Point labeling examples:
※ ※ ※
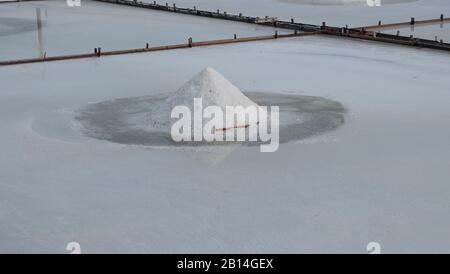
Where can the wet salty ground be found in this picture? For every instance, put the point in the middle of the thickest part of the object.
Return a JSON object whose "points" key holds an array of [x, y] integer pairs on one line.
{"points": [[126, 120]]}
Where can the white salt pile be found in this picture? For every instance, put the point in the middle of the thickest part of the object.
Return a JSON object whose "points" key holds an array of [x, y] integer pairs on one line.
{"points": [[211, 87]]}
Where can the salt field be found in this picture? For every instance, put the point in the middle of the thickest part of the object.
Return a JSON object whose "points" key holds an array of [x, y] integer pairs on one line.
{"points": [[371, 166], [72, 30], [430, 31]]}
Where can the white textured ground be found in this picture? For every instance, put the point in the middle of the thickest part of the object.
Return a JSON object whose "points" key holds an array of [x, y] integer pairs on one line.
{"points": [[382, 176]]}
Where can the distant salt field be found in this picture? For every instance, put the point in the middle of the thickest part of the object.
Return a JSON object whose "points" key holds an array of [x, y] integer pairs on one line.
{"points": [[72, 30], [432, 32]]}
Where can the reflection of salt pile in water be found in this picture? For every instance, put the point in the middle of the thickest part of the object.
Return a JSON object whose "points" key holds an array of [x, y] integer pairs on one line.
{"points": [[213, 89]]}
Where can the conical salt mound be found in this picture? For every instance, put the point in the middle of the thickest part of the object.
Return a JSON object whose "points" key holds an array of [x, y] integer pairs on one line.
{"points": [[209, 85]]}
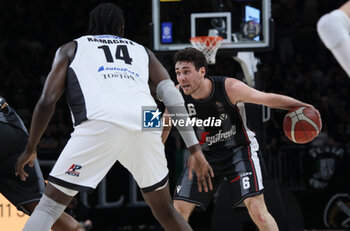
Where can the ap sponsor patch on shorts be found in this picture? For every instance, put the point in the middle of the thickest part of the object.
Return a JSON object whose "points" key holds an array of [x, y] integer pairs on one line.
{"points": [[151, 118]]}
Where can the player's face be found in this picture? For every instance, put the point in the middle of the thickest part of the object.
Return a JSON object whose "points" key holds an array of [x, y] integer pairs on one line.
{"points": [[188, 77]]}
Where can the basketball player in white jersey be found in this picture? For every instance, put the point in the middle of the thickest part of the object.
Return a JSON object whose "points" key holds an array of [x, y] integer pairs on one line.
{"points": [[106, 80], [333, 29]]}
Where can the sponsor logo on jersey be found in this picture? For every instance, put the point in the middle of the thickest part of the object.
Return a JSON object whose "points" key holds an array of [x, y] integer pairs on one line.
{"points": [[218, 137], [73, 170]]}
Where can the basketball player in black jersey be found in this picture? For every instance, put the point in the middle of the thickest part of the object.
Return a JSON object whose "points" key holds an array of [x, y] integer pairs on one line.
{"points": [[24, 195], [106, 20], [230, 148]]}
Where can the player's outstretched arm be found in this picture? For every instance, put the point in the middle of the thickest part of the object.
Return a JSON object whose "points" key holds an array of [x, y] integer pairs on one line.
{"points": [[172, 99], [44, 109], [333, 29]]}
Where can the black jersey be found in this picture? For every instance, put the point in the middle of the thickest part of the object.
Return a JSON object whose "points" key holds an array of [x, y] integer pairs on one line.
{"points": [[232, 132], [9, 116]]}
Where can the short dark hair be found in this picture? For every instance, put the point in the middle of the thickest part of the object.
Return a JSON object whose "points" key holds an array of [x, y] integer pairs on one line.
{"points": [[192, 55], [106, 18]]}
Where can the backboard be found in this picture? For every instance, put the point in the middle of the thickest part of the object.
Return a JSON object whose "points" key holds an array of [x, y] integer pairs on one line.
{"points": [[245, 25]]}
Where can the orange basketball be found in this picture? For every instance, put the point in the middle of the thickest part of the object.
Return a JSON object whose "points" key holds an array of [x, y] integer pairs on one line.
{"points": [[301, 125]]}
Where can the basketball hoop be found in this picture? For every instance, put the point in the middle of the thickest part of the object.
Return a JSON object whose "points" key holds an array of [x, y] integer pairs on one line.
{"points": [[209, 45]]}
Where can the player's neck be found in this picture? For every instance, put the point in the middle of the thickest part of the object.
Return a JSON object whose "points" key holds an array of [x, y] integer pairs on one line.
{"points": [[204, 90]]}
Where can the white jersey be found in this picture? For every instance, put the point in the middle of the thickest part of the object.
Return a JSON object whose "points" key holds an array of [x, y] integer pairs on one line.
{"points": [[108, 80]]}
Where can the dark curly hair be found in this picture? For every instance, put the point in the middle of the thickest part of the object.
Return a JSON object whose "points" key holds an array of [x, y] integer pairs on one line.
{"points": [[192, 55], [106, 18]]}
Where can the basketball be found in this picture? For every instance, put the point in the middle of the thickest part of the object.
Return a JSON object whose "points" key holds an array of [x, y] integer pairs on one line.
{"points": [[301, 125]]}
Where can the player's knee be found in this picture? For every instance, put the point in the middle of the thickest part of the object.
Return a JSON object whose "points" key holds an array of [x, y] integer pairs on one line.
{"points": [[333, 28]]}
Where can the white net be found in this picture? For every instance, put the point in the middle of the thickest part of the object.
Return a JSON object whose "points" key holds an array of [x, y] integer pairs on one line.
{"points": [[208, 45]]}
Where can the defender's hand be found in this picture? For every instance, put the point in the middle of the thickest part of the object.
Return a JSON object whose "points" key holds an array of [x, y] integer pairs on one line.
{"points": [[23, 159], [197, 162]]}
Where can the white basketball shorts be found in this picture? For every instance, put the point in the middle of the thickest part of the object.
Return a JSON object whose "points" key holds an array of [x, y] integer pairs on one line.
{"points": [[95, 146]]}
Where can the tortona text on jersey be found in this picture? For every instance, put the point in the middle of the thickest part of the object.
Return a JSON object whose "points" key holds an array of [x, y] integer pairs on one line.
{"points": [[110, 41], [209, 122]]}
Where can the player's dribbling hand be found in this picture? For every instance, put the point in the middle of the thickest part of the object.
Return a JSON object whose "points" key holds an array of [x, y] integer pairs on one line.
{"points": [[23, 159], [197, 162]]}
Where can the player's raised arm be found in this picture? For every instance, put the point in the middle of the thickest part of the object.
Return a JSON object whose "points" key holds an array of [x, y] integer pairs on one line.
{"points": [[172, 99]]}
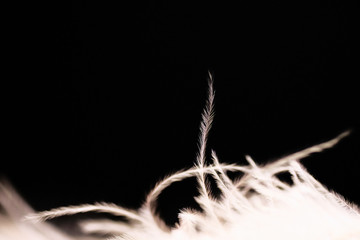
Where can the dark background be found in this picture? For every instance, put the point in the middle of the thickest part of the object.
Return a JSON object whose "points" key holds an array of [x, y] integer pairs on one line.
{"points": [[105, 98]]}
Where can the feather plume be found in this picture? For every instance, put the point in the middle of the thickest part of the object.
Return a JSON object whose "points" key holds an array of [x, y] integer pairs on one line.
{"points": [[257, 206]]}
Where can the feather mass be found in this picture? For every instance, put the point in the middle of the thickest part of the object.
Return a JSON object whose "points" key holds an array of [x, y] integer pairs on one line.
{"points": [[257, 206]]}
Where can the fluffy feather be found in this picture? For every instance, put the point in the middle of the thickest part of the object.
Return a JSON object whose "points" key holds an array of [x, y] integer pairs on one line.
{"points": [[257, 206]]}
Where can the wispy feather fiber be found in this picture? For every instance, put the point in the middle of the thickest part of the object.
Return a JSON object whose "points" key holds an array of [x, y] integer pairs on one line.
{"points": [[257, 206]]}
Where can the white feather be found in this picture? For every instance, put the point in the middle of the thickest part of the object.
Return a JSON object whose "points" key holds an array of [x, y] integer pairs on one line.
{"points": [[257, 206]]}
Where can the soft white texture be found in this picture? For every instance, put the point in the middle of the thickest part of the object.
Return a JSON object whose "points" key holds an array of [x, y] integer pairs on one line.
{"points": [[256, 206]]}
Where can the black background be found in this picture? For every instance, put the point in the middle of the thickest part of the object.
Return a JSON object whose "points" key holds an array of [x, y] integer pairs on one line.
{"points": [[105, 98]]}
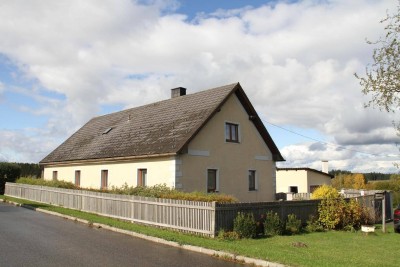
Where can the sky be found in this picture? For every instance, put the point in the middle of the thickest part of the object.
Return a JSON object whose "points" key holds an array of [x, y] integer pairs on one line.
{"points": [[64, 62]]}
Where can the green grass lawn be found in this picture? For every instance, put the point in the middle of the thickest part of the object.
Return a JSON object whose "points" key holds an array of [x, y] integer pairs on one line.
{"points": [[323, 249]]}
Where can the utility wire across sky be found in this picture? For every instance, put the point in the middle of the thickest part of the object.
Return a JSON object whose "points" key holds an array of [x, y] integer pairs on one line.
{"points": [[327, 143]]}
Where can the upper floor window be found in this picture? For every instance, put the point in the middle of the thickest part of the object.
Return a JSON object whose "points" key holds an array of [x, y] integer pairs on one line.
{"points": [[231, 132], [55, 175], [104, 179], [78, 178], [252, 180], [212, 181], [142, 177]]}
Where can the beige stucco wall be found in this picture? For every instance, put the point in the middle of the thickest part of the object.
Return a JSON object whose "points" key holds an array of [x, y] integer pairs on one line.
{"points": [[159, 171], [209, 150], [303, 179], [318, 179], [287, 178]]}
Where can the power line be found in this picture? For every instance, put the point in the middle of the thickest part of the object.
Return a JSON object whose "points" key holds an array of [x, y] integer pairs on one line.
{"points": [[326, 143]]}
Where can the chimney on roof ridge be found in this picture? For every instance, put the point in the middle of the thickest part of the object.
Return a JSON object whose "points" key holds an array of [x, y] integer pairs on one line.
{"points": [[179, 91], [325, 166]]}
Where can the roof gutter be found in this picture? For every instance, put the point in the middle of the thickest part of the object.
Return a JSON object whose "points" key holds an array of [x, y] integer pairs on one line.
{"points": [[106, 160]]}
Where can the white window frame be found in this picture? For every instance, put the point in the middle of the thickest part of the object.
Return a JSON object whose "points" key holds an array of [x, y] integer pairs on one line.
{"points": [[216, 180], [140, 172], [104, 179], [255, 180], [78, 174], [238, 133]]}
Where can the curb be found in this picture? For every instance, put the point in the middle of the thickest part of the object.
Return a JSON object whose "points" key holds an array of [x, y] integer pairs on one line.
{"points": [[214, 253]]}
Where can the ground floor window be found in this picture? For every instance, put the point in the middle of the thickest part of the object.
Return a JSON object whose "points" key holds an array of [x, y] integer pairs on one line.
{"points": [[104, 179], [142, 177], [212, 181], [313, 188], [252, 180], [293, 189], [78, 178]]}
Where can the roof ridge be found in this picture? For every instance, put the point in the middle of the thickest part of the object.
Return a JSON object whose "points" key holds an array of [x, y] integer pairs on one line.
{"points": [[166, 100]]}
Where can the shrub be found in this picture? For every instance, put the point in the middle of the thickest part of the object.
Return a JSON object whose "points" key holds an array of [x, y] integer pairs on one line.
{"points": [[245, 225], [228, 235], [273, 225], [293, 225], [9, 172], [313, 225], [156, 191], [325, 191], [330, 212]]}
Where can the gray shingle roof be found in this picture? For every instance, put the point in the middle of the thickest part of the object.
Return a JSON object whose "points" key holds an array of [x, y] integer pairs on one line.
{"points": [[161, 128]]}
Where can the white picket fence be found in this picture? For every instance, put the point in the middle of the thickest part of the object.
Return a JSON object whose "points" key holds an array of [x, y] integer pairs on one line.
{"points": [[188, 216]]}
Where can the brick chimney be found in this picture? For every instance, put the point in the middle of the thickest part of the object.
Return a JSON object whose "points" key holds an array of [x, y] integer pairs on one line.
{"points": [[179, 91], [325, 166]]}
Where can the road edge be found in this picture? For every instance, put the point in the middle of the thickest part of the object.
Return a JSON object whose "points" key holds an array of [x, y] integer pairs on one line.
{"points": [[206, 251]]}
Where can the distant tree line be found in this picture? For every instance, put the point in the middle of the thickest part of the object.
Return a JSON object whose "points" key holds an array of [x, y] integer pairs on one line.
{"points": [[369, 176], [10, 172]]}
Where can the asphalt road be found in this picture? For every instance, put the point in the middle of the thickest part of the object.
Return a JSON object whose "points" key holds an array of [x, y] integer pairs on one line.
{"points": [[29, 238]]}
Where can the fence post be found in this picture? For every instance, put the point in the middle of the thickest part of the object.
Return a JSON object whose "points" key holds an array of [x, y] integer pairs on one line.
{"points": [[213, 219]]}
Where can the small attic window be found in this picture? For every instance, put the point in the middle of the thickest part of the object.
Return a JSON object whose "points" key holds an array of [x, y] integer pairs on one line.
{"points": [[107, 130]]}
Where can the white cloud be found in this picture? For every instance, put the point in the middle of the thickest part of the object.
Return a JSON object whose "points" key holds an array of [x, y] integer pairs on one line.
{"points": [[295, 60]]}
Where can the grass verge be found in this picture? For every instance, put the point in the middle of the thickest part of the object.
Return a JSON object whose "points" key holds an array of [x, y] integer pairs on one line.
{"points": [[322, 249]]}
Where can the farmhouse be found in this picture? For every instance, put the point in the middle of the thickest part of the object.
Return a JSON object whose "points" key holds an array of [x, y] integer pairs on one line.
{"points": [[301, 180], [210, 141]]}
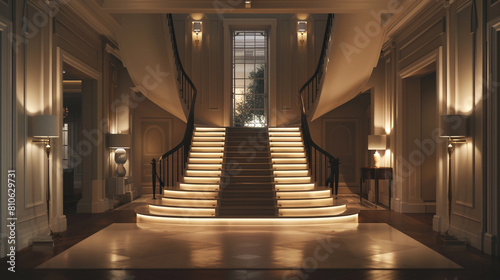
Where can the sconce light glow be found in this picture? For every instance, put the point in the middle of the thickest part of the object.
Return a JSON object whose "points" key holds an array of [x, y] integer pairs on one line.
{"points": [[197, 27], [302, 32], [119, 142], [302, 27]]}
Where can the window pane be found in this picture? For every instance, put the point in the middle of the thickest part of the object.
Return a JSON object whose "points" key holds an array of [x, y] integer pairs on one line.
{"points": [[249, 78]]}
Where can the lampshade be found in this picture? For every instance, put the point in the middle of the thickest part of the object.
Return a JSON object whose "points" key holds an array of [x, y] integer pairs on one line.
{"points": [[302, 26], [45, 126], [377, 142], [453, 126], [116, 141], [196, 27]]}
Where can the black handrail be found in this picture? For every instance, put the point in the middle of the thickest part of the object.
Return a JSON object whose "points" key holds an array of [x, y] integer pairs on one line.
{"points": [[324, 167], [172, 163]]}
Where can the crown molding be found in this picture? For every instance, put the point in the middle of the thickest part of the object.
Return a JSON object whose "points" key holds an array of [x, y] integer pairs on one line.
{"points": [[410, 11], [92, 13]]}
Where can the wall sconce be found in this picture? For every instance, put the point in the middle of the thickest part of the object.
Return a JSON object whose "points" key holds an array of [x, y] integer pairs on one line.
{"points": [[119, 142], [302, 32], [453, 127], [376, 143], [46, 127], [196, 33]]}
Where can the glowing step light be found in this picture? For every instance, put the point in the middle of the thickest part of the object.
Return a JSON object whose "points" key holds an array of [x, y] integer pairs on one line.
{"points": [[286, 144], [290, 166], [205, 160], [286, 149], [201, 166], [190, 194], [295, 203], [295, 187], [209, 134], [286, 155], [208, 180], [303, 194], [203, 172], [181, 211], [291, 173], [208, 139], [210, 129], [292, 179], [207, 144], [205, 155], [189, 202], [285, 139], [289, 160], [207, 149], [312, 212], [285, 134], [279, 221], [279, 129], [198, 187]]}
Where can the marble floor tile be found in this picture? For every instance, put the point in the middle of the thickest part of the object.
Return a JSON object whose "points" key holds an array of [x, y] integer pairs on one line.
{"points": [[298, 249]]}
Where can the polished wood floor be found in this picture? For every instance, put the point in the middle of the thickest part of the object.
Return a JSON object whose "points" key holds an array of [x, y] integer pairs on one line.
{"points": [[418, 226]]}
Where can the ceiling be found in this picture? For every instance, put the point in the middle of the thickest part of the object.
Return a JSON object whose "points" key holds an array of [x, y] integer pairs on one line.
{"points": [[238, 6]]}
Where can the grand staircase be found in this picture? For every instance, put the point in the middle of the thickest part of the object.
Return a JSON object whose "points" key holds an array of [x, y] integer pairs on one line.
{"points": [[246, 176]]}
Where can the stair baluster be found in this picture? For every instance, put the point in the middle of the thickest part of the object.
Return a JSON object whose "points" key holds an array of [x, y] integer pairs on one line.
{"points": [[309, 93]]}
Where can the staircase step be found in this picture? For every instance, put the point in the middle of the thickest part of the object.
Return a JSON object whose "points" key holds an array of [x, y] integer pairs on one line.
{"points": [[248, 172], [256, 173], [247, 153], [247, 212], [246, 179], [225, 194], [245, 148], [242, 160], [247, 202]]}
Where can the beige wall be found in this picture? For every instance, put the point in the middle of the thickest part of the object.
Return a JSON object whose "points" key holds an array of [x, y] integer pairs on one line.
{"points": [[204, 64], [438, 39], [343, 132]]}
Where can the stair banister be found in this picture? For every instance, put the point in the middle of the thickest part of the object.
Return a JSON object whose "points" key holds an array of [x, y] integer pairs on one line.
{"points": [[324, 166], [171, 164]]}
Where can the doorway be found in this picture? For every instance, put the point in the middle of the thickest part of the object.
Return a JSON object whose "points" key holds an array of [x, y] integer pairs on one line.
{"points": [[419, 145], [71, 137], [250, 85]]}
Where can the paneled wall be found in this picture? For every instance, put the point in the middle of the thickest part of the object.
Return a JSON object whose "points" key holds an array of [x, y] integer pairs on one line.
{"points": [[156, 131], [205, 63], [443, 39], [7, 137], [54, 36], [343, 133]]}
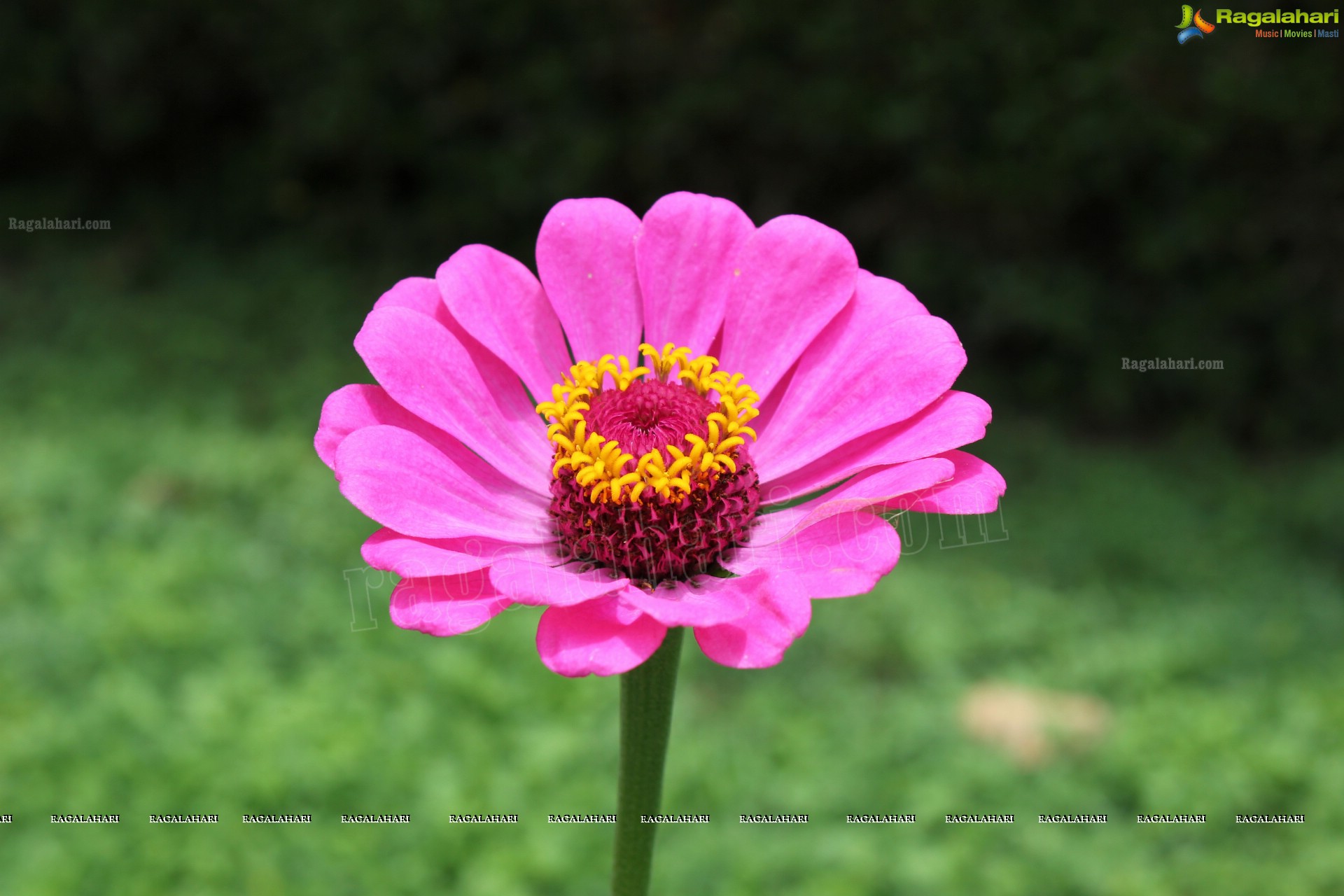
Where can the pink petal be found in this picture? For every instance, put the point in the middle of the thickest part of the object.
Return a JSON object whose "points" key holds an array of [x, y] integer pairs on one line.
{"points": [[952, 421], [792, 277], [419, 295], [470, 394], [706, 602], [354, 407], [414, 558], [556, 586], [867, 370], [898, 300], [780, 613], [593, 638], [836, 558], [686, 254], [445, 605], [874, 489], [499, 302], [403, 482], [974, 488], [585, 255]]}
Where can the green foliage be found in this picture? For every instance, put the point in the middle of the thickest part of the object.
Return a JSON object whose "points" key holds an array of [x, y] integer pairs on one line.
{"points": [[186, 630], [1062, 182]]}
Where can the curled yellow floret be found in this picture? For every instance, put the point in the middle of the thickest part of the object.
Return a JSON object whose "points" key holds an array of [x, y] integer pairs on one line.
{"points": [[604, 470]]}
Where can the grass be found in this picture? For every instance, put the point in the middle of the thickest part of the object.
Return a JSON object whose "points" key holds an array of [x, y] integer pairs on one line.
{"points": [[186, 630]]}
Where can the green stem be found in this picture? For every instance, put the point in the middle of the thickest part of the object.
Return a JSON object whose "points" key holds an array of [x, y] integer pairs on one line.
{"points": [[647, 694]]}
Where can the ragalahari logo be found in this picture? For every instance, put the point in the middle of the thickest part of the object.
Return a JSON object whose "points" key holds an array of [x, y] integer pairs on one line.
{"points": [[1198, 30]]}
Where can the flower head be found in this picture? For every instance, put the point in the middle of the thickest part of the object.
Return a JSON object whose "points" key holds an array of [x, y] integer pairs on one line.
{"points": [[517, 454]]}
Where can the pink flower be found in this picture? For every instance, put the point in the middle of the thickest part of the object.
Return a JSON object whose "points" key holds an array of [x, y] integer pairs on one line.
{"points": [[620, 496]]}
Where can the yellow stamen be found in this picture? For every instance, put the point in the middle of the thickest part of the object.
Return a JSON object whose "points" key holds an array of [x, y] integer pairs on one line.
{"points": [[612, 475]]}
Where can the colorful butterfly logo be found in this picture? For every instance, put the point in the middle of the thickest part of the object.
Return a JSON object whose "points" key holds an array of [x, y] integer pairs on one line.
{"points": [[1198, 30]]}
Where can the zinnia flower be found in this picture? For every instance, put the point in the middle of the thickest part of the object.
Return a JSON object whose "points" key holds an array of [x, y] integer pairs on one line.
{"points": [[517, 454]]}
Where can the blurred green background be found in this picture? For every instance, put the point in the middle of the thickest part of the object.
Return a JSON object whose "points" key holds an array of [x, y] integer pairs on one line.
{"points": [[186, 625]]}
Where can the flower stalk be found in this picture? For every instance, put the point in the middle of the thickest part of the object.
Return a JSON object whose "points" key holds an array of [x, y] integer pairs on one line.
{"points": [[647, 695]]}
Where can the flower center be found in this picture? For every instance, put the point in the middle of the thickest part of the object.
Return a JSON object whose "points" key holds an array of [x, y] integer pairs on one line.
{"points": [[652, 477]]}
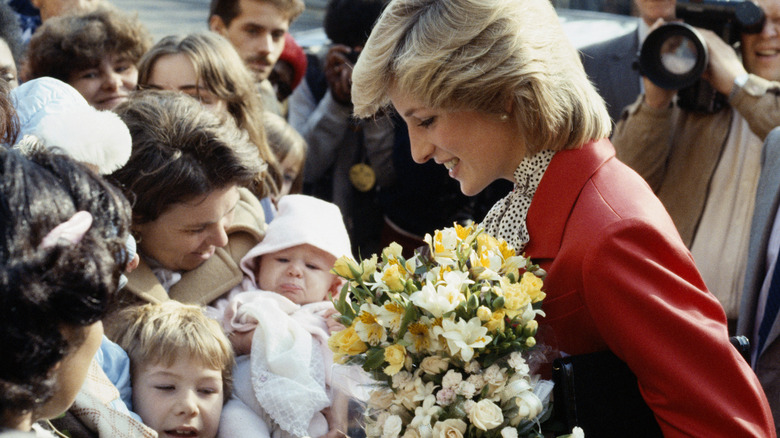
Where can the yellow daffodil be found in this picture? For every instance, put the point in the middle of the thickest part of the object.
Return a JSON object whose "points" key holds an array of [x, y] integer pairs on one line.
{"points": [[345, 343], [367, 325], [395, 356]]}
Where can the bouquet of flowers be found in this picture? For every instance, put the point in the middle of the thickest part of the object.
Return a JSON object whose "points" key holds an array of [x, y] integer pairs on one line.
{"points": [[443, 335]]}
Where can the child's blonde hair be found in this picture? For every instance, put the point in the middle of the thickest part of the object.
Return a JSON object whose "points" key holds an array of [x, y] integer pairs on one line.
{"points": [[285, 141], [158, 333]]}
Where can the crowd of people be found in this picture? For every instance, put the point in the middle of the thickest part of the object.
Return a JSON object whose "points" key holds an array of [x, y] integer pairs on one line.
{"points": [[170, 211]]}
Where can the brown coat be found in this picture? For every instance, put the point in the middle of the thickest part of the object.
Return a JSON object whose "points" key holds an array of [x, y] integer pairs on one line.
{"points": [[677, 151]]}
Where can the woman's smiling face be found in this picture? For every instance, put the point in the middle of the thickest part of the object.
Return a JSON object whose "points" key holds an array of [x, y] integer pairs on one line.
{"points": [[476, 147], [188, 233]]}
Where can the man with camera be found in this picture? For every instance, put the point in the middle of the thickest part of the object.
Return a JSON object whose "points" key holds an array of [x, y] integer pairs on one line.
{"points": [[704, 166], [610, 64]]}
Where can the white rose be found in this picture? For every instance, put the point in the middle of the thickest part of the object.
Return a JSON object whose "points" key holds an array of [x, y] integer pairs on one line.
{"points": [[515, 388], [486, 415], [434, 364], [392, 427], [529, 406], [410, 432], [381, 399], [467, 389], [451, 379], [494, 375], [451, 428]]}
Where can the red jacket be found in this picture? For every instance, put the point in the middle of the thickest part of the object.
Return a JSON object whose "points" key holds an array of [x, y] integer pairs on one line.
{"points": [[620, 278]]}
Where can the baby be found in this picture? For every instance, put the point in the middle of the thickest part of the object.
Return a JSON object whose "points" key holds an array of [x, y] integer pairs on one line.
{"points": [[282, 317], [181, 366]]}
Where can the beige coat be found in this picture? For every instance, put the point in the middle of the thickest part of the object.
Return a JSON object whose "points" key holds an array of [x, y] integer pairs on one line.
{"points": [[214, 277], [677, 151]]}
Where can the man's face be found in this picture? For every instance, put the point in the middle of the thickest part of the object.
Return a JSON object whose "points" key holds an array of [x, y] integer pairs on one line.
{"points": [[257, 33], [761, 51]]}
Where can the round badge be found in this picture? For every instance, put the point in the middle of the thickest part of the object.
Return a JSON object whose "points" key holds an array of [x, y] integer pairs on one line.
{"points": [[362, 177]]}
※ ※ ※
◆ YOUR INSTRUCTIONS
The lines to reproduce run from the one that contains "Where can the man's" through the last line above; copy them exactly.

◆ THE RESULT
Where can the man's face be found in this picture? For every instance, put the point in the middle of the thickest part of the object.
Return a JSON object whose "points" key holds an array of [x, y] integer pairs on one line.
{"points": [[257, 33], [761, 51]]}
Where can the round badge be found in this picture? For every instance, put the point in the middle of the thickest part of the object.
Return a JSON object whose "points" key holds an array of [x, y] integer pairs on one line.
{"points": [[362, 177]]}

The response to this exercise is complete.